Stored records

········

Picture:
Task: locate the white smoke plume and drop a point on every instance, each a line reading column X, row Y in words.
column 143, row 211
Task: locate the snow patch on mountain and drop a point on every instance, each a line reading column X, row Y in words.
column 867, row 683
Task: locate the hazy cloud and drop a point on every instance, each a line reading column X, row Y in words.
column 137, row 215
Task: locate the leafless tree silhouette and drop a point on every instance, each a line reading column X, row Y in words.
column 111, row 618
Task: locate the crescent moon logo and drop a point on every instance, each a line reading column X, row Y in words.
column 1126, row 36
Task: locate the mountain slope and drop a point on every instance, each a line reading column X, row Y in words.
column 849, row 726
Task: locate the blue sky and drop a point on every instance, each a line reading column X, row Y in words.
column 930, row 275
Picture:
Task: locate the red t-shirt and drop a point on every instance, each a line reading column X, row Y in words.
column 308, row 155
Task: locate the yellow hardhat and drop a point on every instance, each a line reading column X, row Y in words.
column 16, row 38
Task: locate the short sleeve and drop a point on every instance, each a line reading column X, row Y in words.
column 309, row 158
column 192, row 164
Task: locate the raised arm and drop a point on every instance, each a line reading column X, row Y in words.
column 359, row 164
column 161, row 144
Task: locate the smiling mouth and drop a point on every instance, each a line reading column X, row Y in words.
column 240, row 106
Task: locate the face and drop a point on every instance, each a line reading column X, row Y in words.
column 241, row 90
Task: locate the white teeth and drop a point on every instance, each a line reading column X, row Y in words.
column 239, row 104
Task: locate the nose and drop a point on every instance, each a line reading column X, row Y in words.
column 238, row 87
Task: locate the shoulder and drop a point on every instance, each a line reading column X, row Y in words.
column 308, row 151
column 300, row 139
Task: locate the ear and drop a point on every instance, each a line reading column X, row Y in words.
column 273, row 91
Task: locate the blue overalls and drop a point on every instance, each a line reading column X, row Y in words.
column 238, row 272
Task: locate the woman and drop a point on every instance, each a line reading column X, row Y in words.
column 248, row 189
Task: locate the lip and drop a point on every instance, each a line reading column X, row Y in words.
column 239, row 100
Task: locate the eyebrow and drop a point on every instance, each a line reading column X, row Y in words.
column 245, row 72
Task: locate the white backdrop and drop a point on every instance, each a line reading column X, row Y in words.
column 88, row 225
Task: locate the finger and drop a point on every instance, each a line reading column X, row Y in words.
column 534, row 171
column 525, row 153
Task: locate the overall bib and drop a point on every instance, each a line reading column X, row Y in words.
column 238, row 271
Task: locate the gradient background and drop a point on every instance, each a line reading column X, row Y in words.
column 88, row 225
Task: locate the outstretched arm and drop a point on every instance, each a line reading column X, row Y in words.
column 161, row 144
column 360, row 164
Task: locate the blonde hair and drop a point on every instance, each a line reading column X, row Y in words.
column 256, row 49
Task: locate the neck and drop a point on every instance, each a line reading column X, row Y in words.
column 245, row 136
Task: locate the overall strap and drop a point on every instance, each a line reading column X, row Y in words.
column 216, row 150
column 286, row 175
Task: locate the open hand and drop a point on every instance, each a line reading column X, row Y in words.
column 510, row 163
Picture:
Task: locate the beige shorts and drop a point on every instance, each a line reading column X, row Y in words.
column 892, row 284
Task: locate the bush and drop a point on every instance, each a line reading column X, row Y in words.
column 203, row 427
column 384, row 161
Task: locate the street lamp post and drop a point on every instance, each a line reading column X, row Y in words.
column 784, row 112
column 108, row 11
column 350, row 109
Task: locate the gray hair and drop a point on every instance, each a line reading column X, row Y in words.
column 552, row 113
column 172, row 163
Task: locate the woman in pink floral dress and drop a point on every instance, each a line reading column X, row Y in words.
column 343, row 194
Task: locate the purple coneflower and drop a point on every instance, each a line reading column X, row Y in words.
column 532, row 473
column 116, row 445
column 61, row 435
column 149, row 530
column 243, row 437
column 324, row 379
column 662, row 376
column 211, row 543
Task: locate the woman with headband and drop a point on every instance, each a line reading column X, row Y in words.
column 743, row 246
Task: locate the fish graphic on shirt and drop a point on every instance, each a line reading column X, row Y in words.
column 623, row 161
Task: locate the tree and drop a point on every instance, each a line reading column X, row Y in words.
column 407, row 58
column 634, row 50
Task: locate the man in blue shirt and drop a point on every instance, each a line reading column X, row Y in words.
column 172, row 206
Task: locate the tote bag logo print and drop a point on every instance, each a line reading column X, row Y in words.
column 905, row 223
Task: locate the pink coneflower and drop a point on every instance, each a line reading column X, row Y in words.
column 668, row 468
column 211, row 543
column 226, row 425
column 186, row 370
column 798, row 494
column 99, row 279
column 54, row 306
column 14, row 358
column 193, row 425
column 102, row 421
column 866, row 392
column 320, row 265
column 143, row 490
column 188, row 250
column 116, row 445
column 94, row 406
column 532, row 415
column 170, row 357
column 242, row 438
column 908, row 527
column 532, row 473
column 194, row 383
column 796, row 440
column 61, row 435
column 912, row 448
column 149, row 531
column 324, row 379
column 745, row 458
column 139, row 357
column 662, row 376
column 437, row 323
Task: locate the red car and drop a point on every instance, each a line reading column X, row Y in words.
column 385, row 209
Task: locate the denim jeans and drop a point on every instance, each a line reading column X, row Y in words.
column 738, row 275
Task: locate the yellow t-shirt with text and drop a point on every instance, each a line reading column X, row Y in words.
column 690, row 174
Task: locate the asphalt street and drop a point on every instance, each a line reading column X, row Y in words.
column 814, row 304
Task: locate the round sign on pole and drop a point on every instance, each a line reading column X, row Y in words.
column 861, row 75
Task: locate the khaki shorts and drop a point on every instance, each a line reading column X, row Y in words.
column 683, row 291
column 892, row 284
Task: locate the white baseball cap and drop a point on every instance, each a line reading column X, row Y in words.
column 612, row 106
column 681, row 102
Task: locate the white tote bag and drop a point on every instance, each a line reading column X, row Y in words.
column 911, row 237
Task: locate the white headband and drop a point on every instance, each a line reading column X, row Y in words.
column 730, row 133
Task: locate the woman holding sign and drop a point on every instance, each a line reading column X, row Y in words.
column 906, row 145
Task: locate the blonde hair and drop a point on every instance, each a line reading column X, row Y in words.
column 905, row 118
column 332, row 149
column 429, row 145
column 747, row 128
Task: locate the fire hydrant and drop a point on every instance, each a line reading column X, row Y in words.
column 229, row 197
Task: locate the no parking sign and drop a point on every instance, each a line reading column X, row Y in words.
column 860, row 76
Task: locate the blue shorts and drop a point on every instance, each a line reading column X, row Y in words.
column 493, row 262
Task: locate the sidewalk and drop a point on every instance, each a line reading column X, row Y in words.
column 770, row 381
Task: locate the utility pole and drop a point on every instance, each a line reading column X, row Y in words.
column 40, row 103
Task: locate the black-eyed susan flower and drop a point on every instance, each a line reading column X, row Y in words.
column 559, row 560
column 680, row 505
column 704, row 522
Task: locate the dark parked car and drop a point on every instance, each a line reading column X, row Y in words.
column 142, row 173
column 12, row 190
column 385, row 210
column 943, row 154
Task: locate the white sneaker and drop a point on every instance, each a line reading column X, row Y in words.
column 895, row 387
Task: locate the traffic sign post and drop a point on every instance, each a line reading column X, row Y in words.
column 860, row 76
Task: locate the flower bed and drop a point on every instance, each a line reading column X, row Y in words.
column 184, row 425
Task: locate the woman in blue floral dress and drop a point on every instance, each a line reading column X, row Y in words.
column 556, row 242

········

AIM OF THE EXERCISE:
Repeat the data precisely, line by line.

CORRECT RESPONSE:
Picture:
Task: locate the white smoke plume and drop a point on every instance, each a line reading column X, row Y in words.
column 143, row 211
Task: locate the snow patch on mountain and drop a point on every instance, each a line reading column X, row Y in words.
column 867, row 683
Task: locate the hazy cloud and drop a point on every instance, each a line reading column X, row Y in words.
column 137, row 215
Task: locate the leafless tree silhouette and drop a point on every instance, each a line reading column X, row Y in words.
column 111, row 618
Task: locate the crescent moon logo and drop a point on every instance, each a line reading column X, row Y in words.
column 1126, row 36
Task: locate the mountain slope and drop a point on every instance, each a line reading column X, row Y in words.
column 849, row 726
Task: locate the blue sky and drop a point on every instance, each a line reading column X, row Y in words.
column 930, row 275
Picture:
Task: locate the red t-shirt and drop a point on every instance, each a line reading column X, row Y in words.
column 308, row 155
Task: locate the yellow hardhat and drop a point on every instance, each a line reading column X, row Y in words.
column 16, row 38
Task: locate the short sleeve and drop a point on every instance, each a line reading column X, row Y in words.
column 309, row 158
column 192, row 164
Task: locate the raised arm and drop a point on every instance, each a line reading column X, row Y in words.
column 359, row 164
column 161, row 144
Task: locate the smiling mouth and drop a point on every instance, each a line reading column X, row Y in words.
column 240, row 106
Task: locate the face and drop a point on every instance, each a line reading column X, row Y in words.
column 241, row 90
Task: locate the white teeth and drop a point on every instance, each a line reading column X, row Y in words.
column 239, row 104
Task: locate the nose and drop a point on every instance, each a line reading column X, row Y in words.
column 238, row 87
Task: locate the shoulder and drop a point on every instance, each a line reading column X, row Y in words.
column 308, row 151
column 300, row 139
Task: locate the ear and drop a point on every instance, each a line reading column X, row Y in words.
column 273, row 91
Task: locate the blue overalls and drop a point on every instance, each a line reading column X, row Y in words.
column 238, row 272
Task: locate the woman and drop a point on every instance, each a line reading column X, row Y in words.
column 248, row 189
Task: locate the lip and drop a point on every instance, each a line reading column X, row Y in words.
column 239, row 100
Task: locate the eyebrow and drop a point on every instance, each a line reading column X, row Y in words.
column 245, row 72
Task: locate the white backdrop and drop a point on every instance, each a line reading column X, row Y in words.
column 88, row 225
Task: locate the finger and drop a point on every instance, each a line reading column X, row Y in words.
column 534, row 171
column 525, row 153
Task: locate the overall bib and drop a point on every instance, each a line reading column X, row Y in words.
column 238, row 271
Task: locate the gradient background and drop a point on every instance, each a line reading column X, row Y in words.
column 88, row 225
Task: locate the outstretched arm and drop a point on every instance, each a line reading column X, row Y in words.
column 161, row 144
column 360, row 164
Task: locate the blonde hair and drop a point on every instance, each a line reading column X, row Y in words.
column 256, row 49
Task: locate the neck and drop a point on every instance, each a line reading column X, row Y in words.
column 245, row 136
Task: locate the overall strap and drop a point on every instance, each a line reading column X, row Y in words.
column 216, row 150
column 286, row 175
Task: locate the open hand and drop a point on every instance, each a line reading column X, row Y in words.
column 510, row 163
Picture:
Task: locate the beige shorts and drop a point on every instance, each a line reading column X, row Y in words.
column 892, row 284
Task: locate the bush and drop a point on every instance, each a line reading column X, row Y in words.
column 203, row 427
column 384, row 161
Task: locate the street lamp post and drop a point on every instance, each a line reading column X, row Y in words.
column 784, row 112
column 108, row 11
column 350, row 109
Task: locate the gray hair and drop a point on every instance, each a line reading column X, row Y in words.
column 552, row 113
column 172, row 163
Task: locate the woman in pink floral dress and drop a point on every instance, each a line reading column X, row Y in words.
column 343, row 194
Task: locate the purple coneflower and drop a point on every instance, each a line reading column X, row Y in words.
column 532, row 473
column 116, row 445
column 61, row 435
column 149, row 530
column 243, row 437
column 324, row 379
column 662, row 376
column 211, row 543
Task: locate the woman with headband and drop a point on every instance, each a line reading column X, row Y in words.
column 743, row 246
Task: locate the fish graphic on shirt and drop a point on every instance, each a line reading column X, row Y in words.
column 623, row 161
Task: locate the tree and drop a point on every instance, each a line reading column X, row Y in words.
column 407, row 58
column 634, row 50
Task: locate the man in blue shirt and drop a point on every instance, each a line reading column X, row Y in words.
column 172, row 206
Task: locate the tote bag logo print and drop a point on every instance, each a line reading column X, row Y in words.
column 905, row 223
Task: locate the pink coneflower and drop a point on every instance, each a line reading column X, row Y in words.
column 668, row 468
column 211, row 543
column 226, row 425
column 186, row 370
column 798, row 494
column 99, row 279
column 54, row 306
column 14, row 358
column 193, row 425
column 102, row 421
column 866, row 392
column 320, row 265
column 143, row 490
column 188, row 250
column 116, row 445
column 94, row 406
column 532, row 415
column 170, row 357
column 242, row 438
column 908, row 527
column 532, row 473
column 194, row 383
column 796, row 440
column 61, row 435
column 912, row 448
column 149, row 531
column 324, row 379
column 745, row 458
column 139, row 357
column 662, row 376
column 437, row 323
Task: locate the red car and drop a point on every instance, each a line reading column X, row Y in words.
column 385, row 209
Task: locate the denim jeans and drop a point on every instance, each a line reading column X, row Y in words.
column 738, row 275
Task: locate the yellow t-shirt with text and drop a point on every instance, each a line reading column X, row Y in words.
column 690, row 174
Task: locate the asphalt street and drop a point on every instance, each a line reading column X, row Y in words.
column 814, row 304
Task: locate the round sign on pole and drop a point on every instance, each a line reading column X, row Y in words.
column 861, row 75
Task: locate the khaki shorts and drop a point on every instance, each a line reading column X, row Y in words.
column 683, row 291
column 892, row 284
Task: locate the white baseball cap and drop a point on every instance, each a line reading column X, row Y in words.
column 612, row 106
column 681, row 102
Task: locate the white tote bag and drop a point on every instance, each a line reading column X, row Y in words.
column 911, row 237
Task: locate the white headband and drop a point on every instance, each a line reading column X, row Y in words.
column 730, row 133
Task: locate the woman holding sign and drop a point on every instance, each a line reading column X, row Y in words.
column 906, row 145
Task: locate the blonde hair and drop a point on every instance, each a line reading column X, row Y in words.
column 905, row 118
column 332, row 149
column 429, row 145
column 747, row 128
Task: locate the fire hydrant and drop a point on every instance, each a line reading column X, row Y in words.
column 229, row 197
Task: locate the no parking sign and drop a point on every instance, each a line reading column X, row Y in words.
column 860, row 76
Task: locate the blue shorts and drop a point on every instance, each a line reading column X, row Y in words.
column 493, row 262
Task: locate the sidewalk and drop a point on every instance, each a line reading column X, row Y in words.
column 770, row 381
Task: locate the utility pole and drop a point on every instance, each a line reading column X, row Y in words.
column 40, row 103
Task: locate the black-eyed susan flower and drop a point on every instance, each a line reading column X, row Y in words.
column 559, row 560
column 680, row 505
column 704, row 522
Task: locate the dark parked car and drop a point on every instance, each a line reading column X, row Y in words.
column 142, row 173
column 12, row 190
column 385, row 210
column 943, row 154
Task: locate the white sneaker and drop a point on every instance, each a line reading column X, row Y in words.
column 895, row 387
Task: locate the traffic sign post and drop a point on every instance, each a line reading column X, row Y in words.
column 860, row 76
Task: locate the flower bed and drop a point on every instance, each a line reading column X, row Y in words.
column 184, row 425
Task: locate the woman in blue floral dress and drop a point on every instance, each a line reading column X, row Y in words.
column 556, row 242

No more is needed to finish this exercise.